#### Document section

R/ols-breusch-pagan-test.R

In rsquaredacademy/olsrr: Tools for Building OLS Regression Models

#' Breusch pagan test
#'
#' @description
#' Test for constant variance. It assumes that the error terms are normally
#' distributed.
#'
#' @param model An object of class \code{lm}.
#' @param fitted.values Logical; if TRUE, use fitted values of regression model.
#' @param rhs Logical; if TRUE, specifies that tests for heteroskedasticity be
#' performed for the right-hand-side (explanatory) variables of the fitted
#' regression model.
#' @param multiple Logical; if TRUE, specifies that multiple testing be performed.
#' @param p.adj Adjustment for p value, the following options are available:
#' bonferroni, holm, sidak and none.
#' @param vars Variables to be used for heteroskedasticity test.
#'
#' @details
#' Breusch Pagan Test was introduced by Trevor Breusch and Adrian Pagan in 1979.
#' It is used to test for heteroskedasticity in a linear regression model.
#' It test whether variance of errors from a regression is dependent on the
#' values of a independent variable.

########

◆ **Prompt 1**
Revise the stretch of the Breusch-Pagan test documentation from "#' @param fitted.values" through "linear regression model.", replacing "heteroskedasticity" with "heteroscedasticity".
◆ **Prompt 2**
Carry on the Breusch-Pagan test documentation from its last line.

#### Material

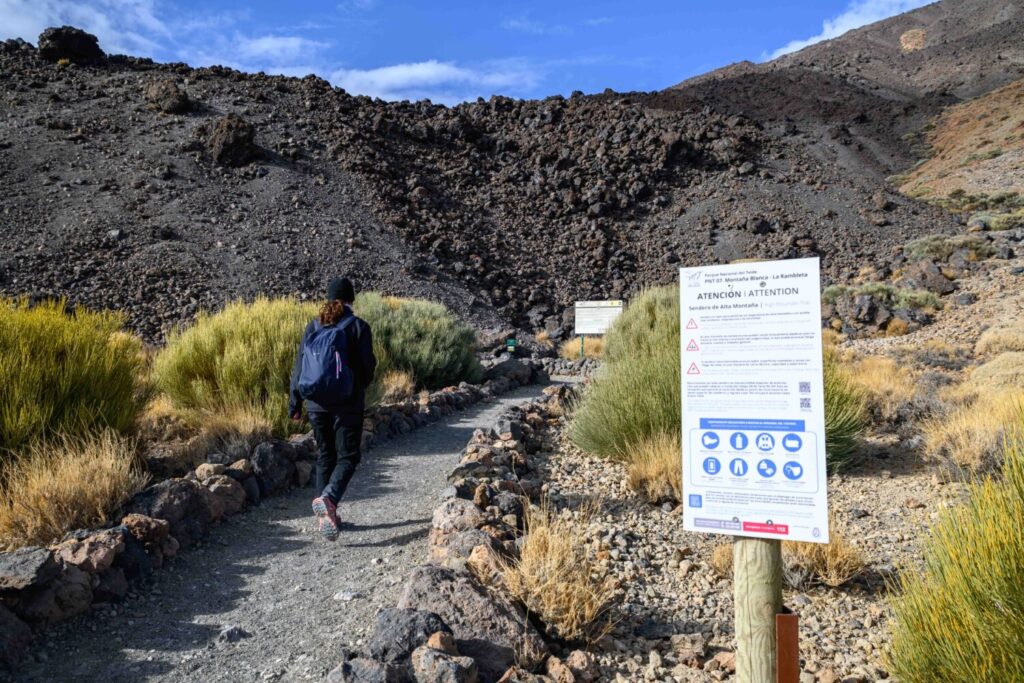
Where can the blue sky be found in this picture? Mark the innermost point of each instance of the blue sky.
(452, 50)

########

◆ **Task response 1**
#' @param fitted.values Logical; if TRUE, use fitted values of regression model.
#' @param rhs Logical; if TRUE, specifies that tests for heteroscedasticity be
#' performed for the right-hand-side (explanatory) variables of the fitted
#' regression model.
#' @param multiple Logical; if TRUE, specifies that multiple testing be performed.
#' @param p.adj Adjustment for p value, the following options are available:
#' bonferroni, holm, sidak and none.
#' @param vars Variables to be used for heteroscedasticity test.
#'
#' @details
#' Breusch Pagan Test was introduced by Trevor Breusch and Adrian Pagan in 1979.
#' It is used to test for heteroscedasticity in a linear regression model.

◆ **Task response 2**
#'
#' \itemize{
#' \item Null Hypothesis: Equal/constant variances
#' \item Alternative Hypothesis: Unequal/non-constant variances
#' }
#'
#' Computation
#'
#' \itemize{
#'   \item Fit a regression model
#'   \item Regress the squared residuals from the above model on the independent variables
#'   \item Compute \eqn{nR^2}. It follows a chi square distribution with p -1 degrees of
#'         freedom, where p is the number of independent variables, n is the sample size and
#' 				 \eqn{R^2} is the coefficient of determination from the regression in step 2.
#' }
#'
#' @return \code{ols_test_breusch_pagan} returns an object of class \code{"ols_test_breusch_pagan"}.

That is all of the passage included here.